(Extracted data entries)
Content starts

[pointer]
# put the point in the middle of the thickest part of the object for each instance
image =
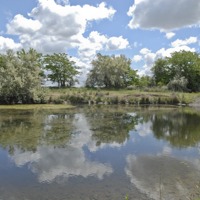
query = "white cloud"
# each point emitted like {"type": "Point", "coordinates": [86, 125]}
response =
{"type": "Point", "coordinates": [150, 57]}
{"type": "Point", "coordinates": [164, 15]}
{"type": "Point", "coordinates": [7, 43]}
{"type": "Point", "coordinates": [97, 42]}
{"type": "Point", "coordinates": [21, 24]}
{"type": "Point", "coordinates": [145, 51]}
{"type": "Point", "coordinates": [178, 43]}
{"type": "Point", "coordinates": [116, 43]}
{"type": "Point", "coordinates": [137, 58]}
{"type": "Point", "coordinates": [170, 35]}
{"type": "Point", "coordinates": [55, 27]}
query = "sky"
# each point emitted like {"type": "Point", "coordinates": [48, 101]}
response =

Content ends

### Assigned task
Check each line above for the string "like" and show the ones that have it.

### Solved problem
# each point emitted like {"type": "Point", "coordinates": [86, 125]}
# each point emitted like {"type": "Point", "coordinates": [48, 101]}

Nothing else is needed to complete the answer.